▶ [TASK DETAILS] Return all of the entries exactly, with nothing added or left out.

▶ [SUPPLIED RECORDS]
<<<<

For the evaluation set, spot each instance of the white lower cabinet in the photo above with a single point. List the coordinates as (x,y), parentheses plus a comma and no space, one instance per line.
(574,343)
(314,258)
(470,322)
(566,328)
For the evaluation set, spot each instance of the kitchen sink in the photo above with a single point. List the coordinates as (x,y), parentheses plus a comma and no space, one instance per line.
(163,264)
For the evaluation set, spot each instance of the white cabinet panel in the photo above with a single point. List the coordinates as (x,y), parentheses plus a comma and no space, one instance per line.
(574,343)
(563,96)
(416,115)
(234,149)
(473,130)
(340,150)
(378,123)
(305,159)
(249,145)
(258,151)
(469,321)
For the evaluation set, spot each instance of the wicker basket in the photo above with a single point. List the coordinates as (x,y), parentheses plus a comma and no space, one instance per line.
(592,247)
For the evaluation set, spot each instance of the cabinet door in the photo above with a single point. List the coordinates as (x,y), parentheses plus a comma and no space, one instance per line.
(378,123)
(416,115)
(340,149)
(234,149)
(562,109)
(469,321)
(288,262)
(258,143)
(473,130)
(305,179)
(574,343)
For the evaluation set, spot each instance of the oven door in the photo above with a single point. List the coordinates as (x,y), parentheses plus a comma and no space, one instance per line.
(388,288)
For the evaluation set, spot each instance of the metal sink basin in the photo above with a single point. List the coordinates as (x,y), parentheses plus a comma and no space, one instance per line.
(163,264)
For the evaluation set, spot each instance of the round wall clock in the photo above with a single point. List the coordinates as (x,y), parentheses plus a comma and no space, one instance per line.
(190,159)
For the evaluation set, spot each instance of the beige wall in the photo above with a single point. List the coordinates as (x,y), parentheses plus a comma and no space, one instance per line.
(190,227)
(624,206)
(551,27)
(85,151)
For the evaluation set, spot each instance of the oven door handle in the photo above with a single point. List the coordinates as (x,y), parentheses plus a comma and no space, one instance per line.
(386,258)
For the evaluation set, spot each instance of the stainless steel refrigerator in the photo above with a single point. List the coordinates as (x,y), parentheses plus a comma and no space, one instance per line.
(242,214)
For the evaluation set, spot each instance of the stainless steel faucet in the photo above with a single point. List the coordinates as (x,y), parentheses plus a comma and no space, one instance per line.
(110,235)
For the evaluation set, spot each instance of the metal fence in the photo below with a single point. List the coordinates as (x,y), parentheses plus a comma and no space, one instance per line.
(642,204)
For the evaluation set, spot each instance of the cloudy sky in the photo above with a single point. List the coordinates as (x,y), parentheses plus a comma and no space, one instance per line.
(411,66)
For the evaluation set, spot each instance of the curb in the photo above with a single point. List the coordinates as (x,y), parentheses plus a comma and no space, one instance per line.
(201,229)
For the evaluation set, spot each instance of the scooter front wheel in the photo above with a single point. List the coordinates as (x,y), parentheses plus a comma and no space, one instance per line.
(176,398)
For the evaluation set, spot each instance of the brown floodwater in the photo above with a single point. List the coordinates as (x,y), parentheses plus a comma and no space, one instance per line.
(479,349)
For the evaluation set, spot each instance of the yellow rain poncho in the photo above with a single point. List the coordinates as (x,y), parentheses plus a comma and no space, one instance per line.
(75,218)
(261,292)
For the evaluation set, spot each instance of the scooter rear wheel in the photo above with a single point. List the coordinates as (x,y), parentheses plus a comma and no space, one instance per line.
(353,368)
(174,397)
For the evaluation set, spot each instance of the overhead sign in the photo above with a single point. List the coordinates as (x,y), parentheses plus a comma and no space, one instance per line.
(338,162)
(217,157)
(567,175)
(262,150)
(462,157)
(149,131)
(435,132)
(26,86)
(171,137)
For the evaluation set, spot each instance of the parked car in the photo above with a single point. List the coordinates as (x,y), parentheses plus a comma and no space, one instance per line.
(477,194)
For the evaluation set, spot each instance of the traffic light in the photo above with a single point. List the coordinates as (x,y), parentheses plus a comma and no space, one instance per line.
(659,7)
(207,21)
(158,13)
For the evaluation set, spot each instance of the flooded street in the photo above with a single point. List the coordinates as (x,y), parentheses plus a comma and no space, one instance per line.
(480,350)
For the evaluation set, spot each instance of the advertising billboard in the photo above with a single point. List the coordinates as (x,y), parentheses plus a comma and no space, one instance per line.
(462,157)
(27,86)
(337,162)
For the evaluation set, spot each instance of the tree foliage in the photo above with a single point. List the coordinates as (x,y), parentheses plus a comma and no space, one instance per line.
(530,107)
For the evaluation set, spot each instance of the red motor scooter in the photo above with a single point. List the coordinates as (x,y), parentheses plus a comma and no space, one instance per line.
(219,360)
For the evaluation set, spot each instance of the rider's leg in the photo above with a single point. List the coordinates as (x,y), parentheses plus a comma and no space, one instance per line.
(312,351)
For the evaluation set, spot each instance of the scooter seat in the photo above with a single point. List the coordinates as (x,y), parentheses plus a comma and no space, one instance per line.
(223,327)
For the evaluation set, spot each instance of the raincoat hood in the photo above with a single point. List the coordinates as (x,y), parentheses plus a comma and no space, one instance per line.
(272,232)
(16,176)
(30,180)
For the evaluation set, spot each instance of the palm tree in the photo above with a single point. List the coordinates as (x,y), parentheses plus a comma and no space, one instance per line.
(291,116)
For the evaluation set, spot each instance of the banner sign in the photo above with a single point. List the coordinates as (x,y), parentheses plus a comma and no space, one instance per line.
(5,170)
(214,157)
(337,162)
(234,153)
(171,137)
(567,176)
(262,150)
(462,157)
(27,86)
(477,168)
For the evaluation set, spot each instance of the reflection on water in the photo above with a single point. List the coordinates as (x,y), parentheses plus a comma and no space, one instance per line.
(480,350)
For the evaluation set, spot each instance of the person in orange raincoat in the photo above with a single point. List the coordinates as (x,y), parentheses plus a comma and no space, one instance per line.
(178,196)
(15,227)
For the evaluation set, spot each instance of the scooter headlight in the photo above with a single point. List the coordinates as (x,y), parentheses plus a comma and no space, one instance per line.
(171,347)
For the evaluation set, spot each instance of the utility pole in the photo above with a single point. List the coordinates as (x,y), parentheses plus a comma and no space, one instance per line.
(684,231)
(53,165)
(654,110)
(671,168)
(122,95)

>>>>

▶ [SOLUTION TO THIS TASK]
For the evaluation set, spot each instance of the white lower cabinet in the photo above with a single point. List the coordinates as (x,y), parentheses plus a comma and no space, one instance per line.
(574,343)
(314,258)
(470,322)
(566,328)
For the evaluation set, spot each instance of the kitchen sink in the photo above with a single point. List the coordinates as (x,y), parentheses plus a comma and no space, one instance per line.
(163,264)
For the evaluation set, spot each instance of the white cabinet panel in the photo above with a single point. List the coordinates as (x,y), parentheses plus a comma and no space, one instance per line.
(574,343)
(563,96)
(416,115)
(234,149)
(473,130)
(340,150)
(378,123)
(305,159)
(249,145)
(258,151)
(469,321)
For the evaluation set, spot each instance of the wicker basket in the photo above with a single point. List the coordinates as (x,y), parentheses plus a comma and no space, one instance per line.
(592,247)
For the evaluation set, spot each instance of the cabinet door in the photo above with a single point. List the coordinates as (x,y), parentheses plus a comma and no space, one instance per line.
(378,123)
(416,115)
(340,149)
(234,149)
(562,109)
(469,321)
(288,262)
(258,143)
(473,130)
(305,179)
(574,343)
For the evaluation set, spot each instance of the oven door in the photo above with a single point. List the coordinates as (x,y), parentheses plus a comma and no space, one instance per line.
(388,288)
For the evaluation set, spot each instance of the metal sink basin in the photo above with a single point. List the coordinates as (x,y), parentheses plus a comma and no space, one instance per line.
(163,264)
For the evaluation set, spot each instance of the round wall clock in the photo above with a single point. List the coordinates as (x,y), parentheses plus a comma and no space, one instance per line.
(190,159)
For the evaluation set, spot each instance of the beige wall in the photo above with a single point. List the coordinates as (x,y), parentheses plus a comma and no space, one instance per line.
(190,227)
(624,206)
(551,27)
(85,151)
For the evaluation set, spot each instance of the oven door handle in the photo above with a single point. List the coordinates as (x,y), parentheses plus a comma and no space, one instance per line.
(386,258)
For the evaluation set, spot each instance of the stainless steel refrigerator in the photo above with a single point. List the coordinates as (x,y), parentheses plus a comma and no space, one instance per line.
(242,214)
For the evaluation set, spot each instance of the stainless steel faucet in the photo above with a single point. List the coordinates as (x,y), parentheses plus a comma and no space, one instance per line.
(110,235)
For the evaluation set, spot each instance of the metal fence in the photo below with a single point. List the coordinates as (x,y), parentheses plus a comma and no space, one instance per line.
(642,204)
For the evaluation set, spot each instance of the cloudy sky in the photo above with a single point. List the coordinates as (x,y), parentheses plus a comma and no space, one instance per line.
(411,66)
For the evaluation set, spot each instance of the curb in the photo above with a single point. List the coordinates as (x,y), parentheses plus a comma and no space, one instance per line.
(201,229)
For the evaluation set, spot each instance of the scooter front wheel in the photo above with a single point. List the coordinates as (x,y), parentheses plus a comma and no space, one instance per line.
(176,398)
For the evaluation set, spot each instance of the brown floodwater in the photo above with a single point. List the coordinates as (x,y), parentheses plus a comma and no space, one instance per line.
(479,349)
For the evaluation set, spot each instance of the yellow rain poncho in the photo above with a single point. List the coordinates as (x,y), parentheses plus a comma and no space, one instance per line.
(75,218)
(261,292)
For the evaluation set, spot each instance of the scooter rear wheel in the photo above with a single point. List the coordinates as (x,y), parentheses plus a comma and no space, one instance per line.
(353,368)
(174,397)
For the evaluation set, spot each instance of the overhead sign in the photo above with a single point. List the coordinates as (x,y), parentheses plus a comma and no space, one instance per line.
(338,162)
(217,157)
(567,175)
(262,150)
(462,157)
(149,131)
(435,132)
(26,86)
(171,137)
For the evaluation set, spot each instance of the parked car in the photo above with a single point. List the coordinates as (x,y), parentheses plus a comma and no space, one instance per line.
(477,194)
For the evaluation set, spot each instance of the traffic light in the photo above with a single point. List the coordinates as (x,y), parentheses plus a comma and no space, one instance per line.
(659,7)
(207,21)
(158,13)
For the evaluation set, spot each instance of the flooded street in the photo above with a single point. List the coordinates as (x,y), parentheses plus a comma and no space, one instance per line.
(480,350)
For the evaluation set, spot each instance of the advertising billboard in the photo above with a single point. List the coordinates as (x,y), parentheses plus a comma and no space, one instance per line.
(462,157)
(27,86)
(337,162)
For the evaluation set, spot each instance of the tree foliage in the photo above with a single point. List the coordinates as (x,y), parentheses plus a comma and no space, one instance per line.
(530,107)
For the evaluation set, spot each instance of the red motor scooter in the photo above with a single point. List the coordinates as (x,y), parentheses plus a comma and no space, one instance per line.
(219,360)
For the evaluation set, spot each instance of the rider's leg in the photo above with a single point. List the coordinates as (x,y), parentheses plus a comma and no space, one instance per line.
(312,351)
For the evaluation set, spot each instance of the scooter seat in the photo above with a single point. List the coordinates as (x,y), parentheses plus a comma and no space, one instance per line.
(223,327)
For the evaluation set, spot each instance of the raincoat hood in the photo above with a single point. List the coordinates as (x,y), parentheses plus a comma and no space, one instance per line.
(272,232)
(16,176)
(30,180)
For the evaluation set, spot each instance of the palm tree in the photo above with a single point. List the coordinates as (x,y), parentheses plus a comma and no space, one instance per line.
(291,116)
For the evaluation set, spot each instance of the banner sign in the photo above with a single point. List the coordinates as (x,y), parentheses plus a comma and no space, one instance per line.
(5,170)
(214,157)
(337,162)
(234,153)
(171,137)
(567,176)
(262,150)
(462,157)
(27,86)
(477,168)
For the evaluation set, spot each instance of the reflection on water in the photo above with a single point. List the coordinates as (x,y), parentheses plus a comma and no space, one instance per line.
(480,350)
For the evaluation set, spot each instance of the person in orange raincoat in the photo above with a single point. List the coordinates as (x,y), parentheses plus a comma and no space, one instance per line.
(178,196)
(15,227)
For the evaluation set, spot each instance of the scooter headlight in the photo above with a single point. List the coordinates as (x,y), parentheses plus a comma and no space, one instance per line.
(171,347)
For the evaluation set, spot each instance of the utility pole in the photo above with a single point. List the coordinates as (x,y), parentheses plus a comma and no space, one instance per line.
(684,231)
(53,165)
(654,110)
(671,168)
(122,95)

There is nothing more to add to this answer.